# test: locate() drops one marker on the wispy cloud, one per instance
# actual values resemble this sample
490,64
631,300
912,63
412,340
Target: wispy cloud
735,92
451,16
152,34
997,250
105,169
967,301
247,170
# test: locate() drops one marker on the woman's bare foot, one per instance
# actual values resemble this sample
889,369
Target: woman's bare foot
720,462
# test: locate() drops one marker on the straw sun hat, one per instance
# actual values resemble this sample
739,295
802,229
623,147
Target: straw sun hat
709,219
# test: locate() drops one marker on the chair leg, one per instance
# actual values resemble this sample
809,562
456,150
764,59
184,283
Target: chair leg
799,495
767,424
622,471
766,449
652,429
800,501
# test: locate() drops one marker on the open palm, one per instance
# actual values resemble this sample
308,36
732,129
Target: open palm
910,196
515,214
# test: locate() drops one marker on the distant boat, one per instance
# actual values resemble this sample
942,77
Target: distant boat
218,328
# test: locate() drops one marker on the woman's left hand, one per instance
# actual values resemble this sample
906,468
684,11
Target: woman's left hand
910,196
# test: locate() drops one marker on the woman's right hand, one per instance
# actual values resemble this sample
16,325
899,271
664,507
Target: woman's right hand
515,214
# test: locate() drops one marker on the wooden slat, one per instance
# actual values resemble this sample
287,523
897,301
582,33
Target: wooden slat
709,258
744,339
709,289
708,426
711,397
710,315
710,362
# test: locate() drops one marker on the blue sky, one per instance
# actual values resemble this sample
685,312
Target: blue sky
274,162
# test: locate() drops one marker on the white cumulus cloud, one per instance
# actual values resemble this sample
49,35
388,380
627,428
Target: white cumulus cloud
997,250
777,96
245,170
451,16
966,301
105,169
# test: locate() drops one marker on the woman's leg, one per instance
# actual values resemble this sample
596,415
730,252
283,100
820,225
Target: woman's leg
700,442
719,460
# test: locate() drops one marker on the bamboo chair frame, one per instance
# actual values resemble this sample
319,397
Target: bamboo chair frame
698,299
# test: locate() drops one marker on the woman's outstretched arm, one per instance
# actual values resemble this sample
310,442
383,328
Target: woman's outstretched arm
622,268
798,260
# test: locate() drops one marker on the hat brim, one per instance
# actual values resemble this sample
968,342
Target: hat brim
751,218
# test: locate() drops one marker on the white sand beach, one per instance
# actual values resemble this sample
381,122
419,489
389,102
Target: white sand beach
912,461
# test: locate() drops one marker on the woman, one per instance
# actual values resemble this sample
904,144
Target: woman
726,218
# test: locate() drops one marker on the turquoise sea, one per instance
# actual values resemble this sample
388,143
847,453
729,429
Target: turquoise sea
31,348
══════
--- WHAT YOU ARE ASKED TO DO ---
Give back the whole listing, word for word.

--- COMPLETE RESPONSE ---
# test: locate() drops one marker on the wispy cloud, one per instance
# actual values resemble this sample
490,64
631,300
912,63
412,340
Target: wispy cloud
735,92
451,16
152,34
997,250
105,169
967,301
247,170
# test: locate() drops one marker on the woman's bare foot, one per instance
# actual values resemble this sample
889,369
Target: woman's bare foot
720,462
# test: locate() drops one marker on the straw sun hat, one per instance
# actual values resemble this sample
739,295
802,229
623,147
Target: straw sun hat
709,219
# test: locate() drops one marker on the chair leg, one per instance
# actual values resemble this sample
809,562
456,150
764,59
184,283
Target: chair leg
799,495
767,424
622,471
766,449
652,429
800,501
# test: locate() drops one marker on the open palm, one per instance
# actual values resemble this sample
308,36
732,129
Target: open palm
910,196
515,214
# test: locate() drops one marker on the distant boat, one per instance
# actual values resemble this sample
942,77
Target: distant boat
218,328
# test: locate() drops one marker on the woman's left hand, one per instance
# actual values resemble this sample
906,468
684,11
Target: woman's left hand
910,196
# test: locate() drops one marker on the woman's right hand, one per instance
# actual values resemble this sample
16,325
899,271
664,507
Target: woman's right hand
515,214
# test: locate() drops one marker on the wooden slat, one per instance
# actual values resemble this sample
287,523
897,301
582,33
Target: wooden slat
709,258
744,339
709,289
708,426
711,397
710,315
710,362
# test: locate() drops one marker on the blue sky, one per instance
# actual values resemble this sample
685,312
Target: blue sky
274,162
# test: locate() drops one marker on the white cumulus cloud, one per instance
# actual values resemble this sample
49,35
388,380
627,428
Target: white cumulus cloud
997,250
777,96
245,170
451,16
966,301
105,169
# test: locate() drops one marker on the woman's leg, one per instance
# actual values resemble this sample
596,415
730,252
283,100
820,225
Target: woman's leg
700,442
719,460
# test: locate() drops one marker on the bamboo chair frame, one per instance
# actual values resemble this sample
319,397
Target: bamboo chair frame
698,299
# test: locate() drops one marker on the woman's outstretched arm, one per instance
# actual values resemble this sample
310,442
383,328
Target: woman's outstretched arm
622,268
798,260
# test: locate() drops one marker on the hat brim, one per instance
# actual values resemble this sample
968,342
Target: hat brim
751,218
# test: locate() drops one marker on the white sand beach, one per instance
# actual values resemble this sample
381,122
419,489
389,102
Target: white sand beach
912,461
# test: locate() drops one marker on the woman, one per instance
# actual values resemble this sample
904,144
Target: woman
726,218
# test: locate() drops one marker on the turquoise sea, one per instance
# actual values resemble this sample
388,143
847,453
729,429
Target: turquoise sea
31,348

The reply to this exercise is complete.